(Stored data entries)
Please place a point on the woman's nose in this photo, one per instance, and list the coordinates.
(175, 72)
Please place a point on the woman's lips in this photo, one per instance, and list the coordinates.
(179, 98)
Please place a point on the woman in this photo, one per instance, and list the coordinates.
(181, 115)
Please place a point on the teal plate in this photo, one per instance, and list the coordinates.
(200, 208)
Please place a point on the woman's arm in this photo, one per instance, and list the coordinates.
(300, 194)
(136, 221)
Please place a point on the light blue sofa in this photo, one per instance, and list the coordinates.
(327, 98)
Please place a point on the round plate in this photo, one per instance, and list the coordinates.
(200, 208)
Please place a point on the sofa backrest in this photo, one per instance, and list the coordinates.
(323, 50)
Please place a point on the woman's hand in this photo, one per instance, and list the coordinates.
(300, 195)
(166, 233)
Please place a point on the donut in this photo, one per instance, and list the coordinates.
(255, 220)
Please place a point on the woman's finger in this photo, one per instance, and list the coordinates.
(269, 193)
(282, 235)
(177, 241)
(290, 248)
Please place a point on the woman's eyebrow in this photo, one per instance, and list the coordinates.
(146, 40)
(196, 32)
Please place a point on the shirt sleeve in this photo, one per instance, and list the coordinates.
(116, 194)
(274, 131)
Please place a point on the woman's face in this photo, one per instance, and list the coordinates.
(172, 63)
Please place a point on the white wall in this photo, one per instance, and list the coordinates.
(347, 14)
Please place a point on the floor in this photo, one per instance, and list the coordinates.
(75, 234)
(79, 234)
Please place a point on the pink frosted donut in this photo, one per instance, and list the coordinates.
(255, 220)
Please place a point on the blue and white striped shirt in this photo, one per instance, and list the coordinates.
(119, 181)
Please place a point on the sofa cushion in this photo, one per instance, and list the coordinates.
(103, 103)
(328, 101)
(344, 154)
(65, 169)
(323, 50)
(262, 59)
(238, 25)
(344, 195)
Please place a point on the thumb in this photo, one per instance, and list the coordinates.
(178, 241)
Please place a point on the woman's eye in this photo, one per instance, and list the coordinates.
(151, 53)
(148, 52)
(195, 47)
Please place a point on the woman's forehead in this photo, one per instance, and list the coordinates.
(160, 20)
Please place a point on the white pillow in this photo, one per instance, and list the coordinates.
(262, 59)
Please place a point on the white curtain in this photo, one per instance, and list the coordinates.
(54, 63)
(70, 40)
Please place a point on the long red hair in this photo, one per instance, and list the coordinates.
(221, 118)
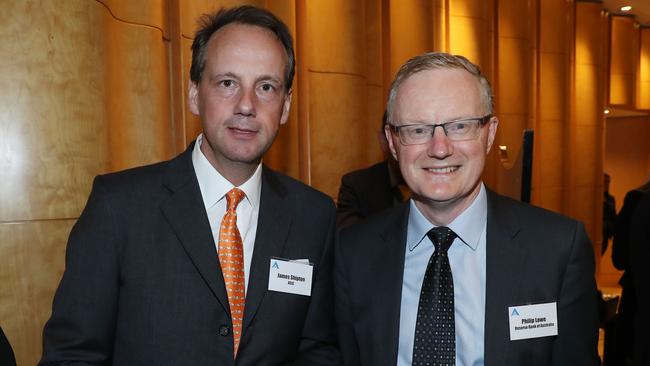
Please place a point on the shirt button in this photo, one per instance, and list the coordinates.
(224, 330)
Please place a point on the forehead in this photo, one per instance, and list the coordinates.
(439, 94)
(239, 45)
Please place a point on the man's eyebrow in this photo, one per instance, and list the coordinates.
(222, 75)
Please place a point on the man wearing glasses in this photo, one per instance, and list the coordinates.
(460, 275)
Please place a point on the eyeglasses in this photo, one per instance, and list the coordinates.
(459, 130)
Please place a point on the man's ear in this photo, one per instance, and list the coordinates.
(391, 141)
(492, 132)
(286, 107)
(193, 97)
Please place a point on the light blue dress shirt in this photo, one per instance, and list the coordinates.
(467, 261)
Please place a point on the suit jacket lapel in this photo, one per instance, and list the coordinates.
(386, 291)
(185, 212)
(504, 258)
(276, 211)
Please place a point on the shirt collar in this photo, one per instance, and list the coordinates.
(214, 186)
(469, 225)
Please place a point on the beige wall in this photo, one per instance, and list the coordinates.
(92, 86)
(79, 83)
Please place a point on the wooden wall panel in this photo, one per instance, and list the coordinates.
(374, 64)
(627, 161)
(586, 139)
(31, 265)
(152, 13)
(54, 135)
(643, 96)
(137, 98)
(83, 93)
(337, 146)
(624, 45)
(411, 31)
(337, 90)
(552, 95)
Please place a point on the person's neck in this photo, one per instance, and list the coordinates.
(235, 172)
(442, 213)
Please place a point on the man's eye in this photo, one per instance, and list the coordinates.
(227, 83)
(268, 87)
(458, 126)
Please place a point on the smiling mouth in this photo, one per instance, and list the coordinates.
(242, 130)
(445, 170)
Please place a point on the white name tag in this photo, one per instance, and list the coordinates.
(290, 276)
(533, 321)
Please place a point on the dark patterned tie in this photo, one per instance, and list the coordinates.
(435, 335)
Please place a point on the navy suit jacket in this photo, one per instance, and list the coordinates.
(533, 256)
(143, 285)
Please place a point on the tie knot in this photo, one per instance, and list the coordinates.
(233, 197)
(441, 237)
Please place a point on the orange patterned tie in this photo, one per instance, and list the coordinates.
(231, 258)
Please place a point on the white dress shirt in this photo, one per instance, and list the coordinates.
(467, 261)
(213, 191)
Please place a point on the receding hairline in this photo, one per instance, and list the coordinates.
(438, 68)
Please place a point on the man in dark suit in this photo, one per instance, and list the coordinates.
(639, 259)
(460, 275)
(6, 353)
(186, 262)
(623, 347)
(367, 191)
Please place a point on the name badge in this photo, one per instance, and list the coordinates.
(290, 276)
(533, 321)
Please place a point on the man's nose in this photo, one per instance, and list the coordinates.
(439, 146)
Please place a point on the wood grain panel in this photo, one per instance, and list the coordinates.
(191, 10)
(336, 32)
(146, 12)
(138, 95)
(54, 130)
(555, 17)
(31, 265)
(411, 32)
(337, 143)
(643, 97)
(624, 46)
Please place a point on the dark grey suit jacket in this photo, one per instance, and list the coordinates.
(533, 256)
(364, 192)
(143, 285)
(639, 242)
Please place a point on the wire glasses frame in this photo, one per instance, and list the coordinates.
(458, 130)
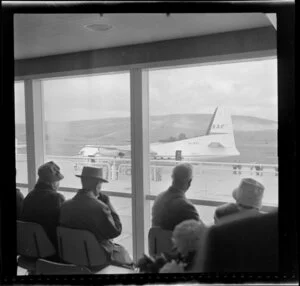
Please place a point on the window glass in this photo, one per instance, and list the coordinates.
(222, 118)
(87, 123)
(20, 134)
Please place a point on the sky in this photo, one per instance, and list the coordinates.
(244, 88)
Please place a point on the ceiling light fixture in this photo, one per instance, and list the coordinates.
(98, 27)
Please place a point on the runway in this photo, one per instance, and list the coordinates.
(210, 182)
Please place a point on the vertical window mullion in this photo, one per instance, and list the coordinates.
(34, 128)
(140, 157)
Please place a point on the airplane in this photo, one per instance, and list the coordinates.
(218, 142)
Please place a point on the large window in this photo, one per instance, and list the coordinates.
(223, 119)
(20, 134)
(85, 119)
(87, 123)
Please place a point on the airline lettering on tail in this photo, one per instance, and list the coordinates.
(216, 143)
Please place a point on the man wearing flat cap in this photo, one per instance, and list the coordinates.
(92, 210)
(248, 196)
(42, 204)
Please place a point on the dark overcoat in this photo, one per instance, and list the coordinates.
(89, 213)
(42, 206)
(171, 208)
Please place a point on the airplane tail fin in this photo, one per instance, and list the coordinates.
(221, 122)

TASK GOAL. All lines from the line containing "Please place a point on the ceiling" through the end of the listing above are to be duplicated exactly; include both ends and nothing further.

ANSWER TO THIS PROBLEM.
Please place a point on the ceiling light fixture in this photo, one per instance, and list the coordinates.
(98, 27)
Please place a point on the runway in this photo, one per instance, and list the coordinates.
(210, 182)
Please place a point on the vertical window mullion in this photo, one per instance, and list the coordinates.
(34, 128)
(140, 157)
Please place a point on the airplane in this photo, one per instance, and list the coordinates.
(218, 142)
Please place a point on the large window in this photo, one per instance, and list the coordinates.
(223, 119)
(20, 134)
(85, 119)
(87, 123)
Please place a point on the airline lettering on tail in this photo, one per instance, and list the coordinates.
(216, 143)
Please place a point on the man wearing flat cap in this photo, one per instance, and list the coordinates.
(92, 210)
(248, 196)
(42, 204)
Please place a point on the dark overcoat in this photo, one per instance, and list the coordinates.
(89, 213)
(42, 206)
(171, 208)
Please place a point on the airplane tail fin in this photo, one per instance, and list the coordinates.
(221, 122)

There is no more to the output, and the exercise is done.